(Beginning of EXCERPT PROVIDED)
07 Reverse Integer — Interview English Script (C++)
Source aligned with: docs/18_Bit_Manipulation/07_Reverse_Integer.md
Quick links: Source Solution · Chapter Script Index · Global Index
1) 30-second problem restatement script
| English line | Traditional Chinese meaning (short) | Interview stage |
| Let me restate Reverse Integer. | 我先重述 Reverse Integer。 | Restatement |
| Given a 32-bit signed integer x, we reverse its decimal digits. | 給定 32 位有號整數 x,要反轉十進位數字。 | Restatement |
| If reversed value overflows signed 32-bit range, return zero. | 若反轉後溢出 32 位有號範圍,回傳 0。 | Restatement |
| We should not rely on 64-bit storage. | 不應依賴 64 位儲存。 | Restatement |
| I will pop last digit and push into result iteratively. | 我會反覆 pop 尾數再 push 到結果。 | Restatement |
| Overflow must be checked before each push. | 每次 push 前都要先做溢位檢查。 | Restatement |
2) Clarifying questions (5 lines)
(End of EXCERPT PROVIDED)
(Beginning of RECORDS PROVIDED)
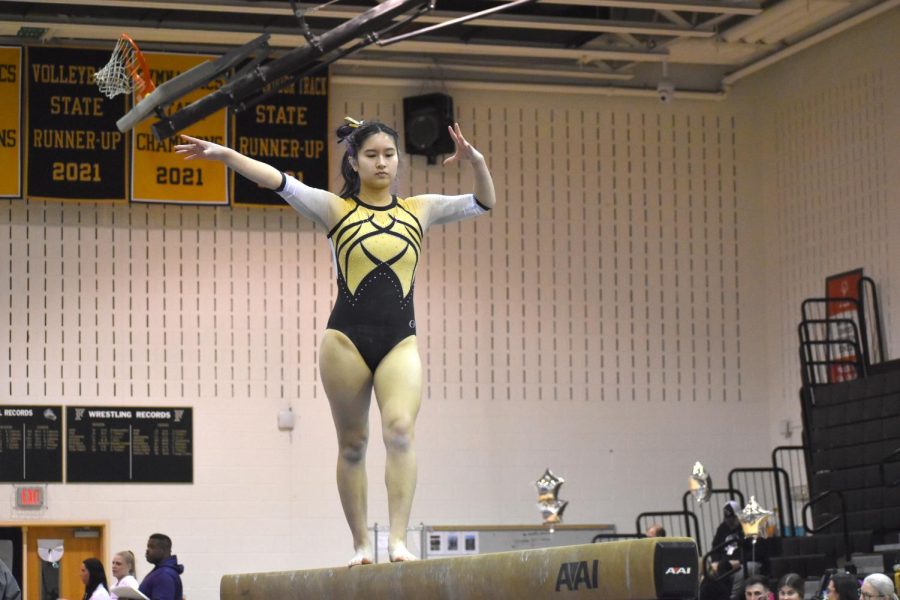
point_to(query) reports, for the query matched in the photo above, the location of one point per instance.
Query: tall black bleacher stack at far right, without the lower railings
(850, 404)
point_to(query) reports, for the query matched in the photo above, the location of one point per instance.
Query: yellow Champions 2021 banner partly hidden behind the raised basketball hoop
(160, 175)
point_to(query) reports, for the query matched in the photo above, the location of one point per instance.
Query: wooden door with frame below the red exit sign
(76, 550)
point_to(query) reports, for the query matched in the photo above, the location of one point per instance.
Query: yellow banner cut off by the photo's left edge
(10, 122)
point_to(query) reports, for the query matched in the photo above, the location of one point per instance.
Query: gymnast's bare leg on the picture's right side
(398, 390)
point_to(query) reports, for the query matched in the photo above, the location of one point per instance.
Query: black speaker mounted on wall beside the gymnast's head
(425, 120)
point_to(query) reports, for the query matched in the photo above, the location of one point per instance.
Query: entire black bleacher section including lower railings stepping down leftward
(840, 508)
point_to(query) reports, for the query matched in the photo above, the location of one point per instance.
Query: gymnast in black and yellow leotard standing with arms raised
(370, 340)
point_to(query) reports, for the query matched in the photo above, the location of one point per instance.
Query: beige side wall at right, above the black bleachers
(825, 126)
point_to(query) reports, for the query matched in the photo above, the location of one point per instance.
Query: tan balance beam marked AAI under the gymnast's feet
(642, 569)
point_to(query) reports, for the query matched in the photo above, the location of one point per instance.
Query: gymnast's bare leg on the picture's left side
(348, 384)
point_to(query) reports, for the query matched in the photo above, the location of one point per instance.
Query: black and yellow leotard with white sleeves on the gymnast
(End of RECORDS PROVIDED)
(Beginning of RECORDS PROVIDED)
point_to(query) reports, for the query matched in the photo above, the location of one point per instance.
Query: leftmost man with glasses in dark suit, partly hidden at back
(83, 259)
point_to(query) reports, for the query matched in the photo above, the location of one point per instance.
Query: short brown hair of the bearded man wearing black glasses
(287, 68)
(End of RECORDS PROVIDED)
(Beginning of RECORDS PROVIDED)
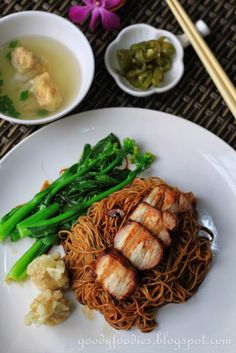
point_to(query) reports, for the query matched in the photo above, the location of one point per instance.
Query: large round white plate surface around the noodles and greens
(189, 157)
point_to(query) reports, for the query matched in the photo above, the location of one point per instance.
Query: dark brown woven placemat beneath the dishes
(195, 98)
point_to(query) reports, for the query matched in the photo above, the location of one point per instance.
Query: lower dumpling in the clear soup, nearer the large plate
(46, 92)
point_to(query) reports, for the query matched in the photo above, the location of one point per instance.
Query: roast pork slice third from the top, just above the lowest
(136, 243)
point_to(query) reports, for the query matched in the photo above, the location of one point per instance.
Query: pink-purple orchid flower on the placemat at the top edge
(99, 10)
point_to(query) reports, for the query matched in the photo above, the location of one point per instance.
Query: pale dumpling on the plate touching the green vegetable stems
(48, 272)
(End of RECORDS PROVIDED)
» COMPLETE THE FOLLOWING:
a. Give every English line in the restatement table of the Reverse Integer script.
b. Please extend the Reverse Integer interview script beyond its final line.

» RESULTS FOR EACH TASK:
a.
- Let me restate Reverse Integer.
- Given a 32-bit signed integer x, we reverse its decimal digits.
- If reversed value overflows signed 32-bit range, return zero.
- We should not rely on 64-bit storage.
- I will pop last digit and push into result iteratively.
- Overflow must be checked before each push.

b.
| English line | Traditional Chinese meaning (short) | Interview stage |
| Should behavior follow 32-bit signed range exactly? | 是否嚴格遵循 32 位有號範圍? | Clarify |
| Is returning zero on overflow mandatory? | 溢位是否必須回傳 0? | Clarify |
| Can we assume C++ modulo on negatives as usual? | 可否採 C++ 對負數取模行為? | Clarify |
| Do you prefer math-only approach over string reversal? | 你偏好純數學法而非字串反轉嗎? | Clarify |
| Should we mention INT_MAX and INT_MIN boundary digits explicitly? | 是否要明講 INT_MAX/INT_MIN 邊界位數? | Clarify |
3) Approach discussion
Brute force (3 lines)
| English line | Traditional Chinese meaning (short) | Interview stage |
| String conversion can reverse digits quickly in code length. | 字串轉換法程式較短可快速反轉。 | Approach |
| But this is less ideal for low-level numeric interview intent. | 但對低階數值面試重點不夠理想。 | Approach |
| Math approach with explicit overflow guard is preferred. | 面試更偏好帶溢位檢查的數學法。 | Approach |
Optimized approach (5 lines)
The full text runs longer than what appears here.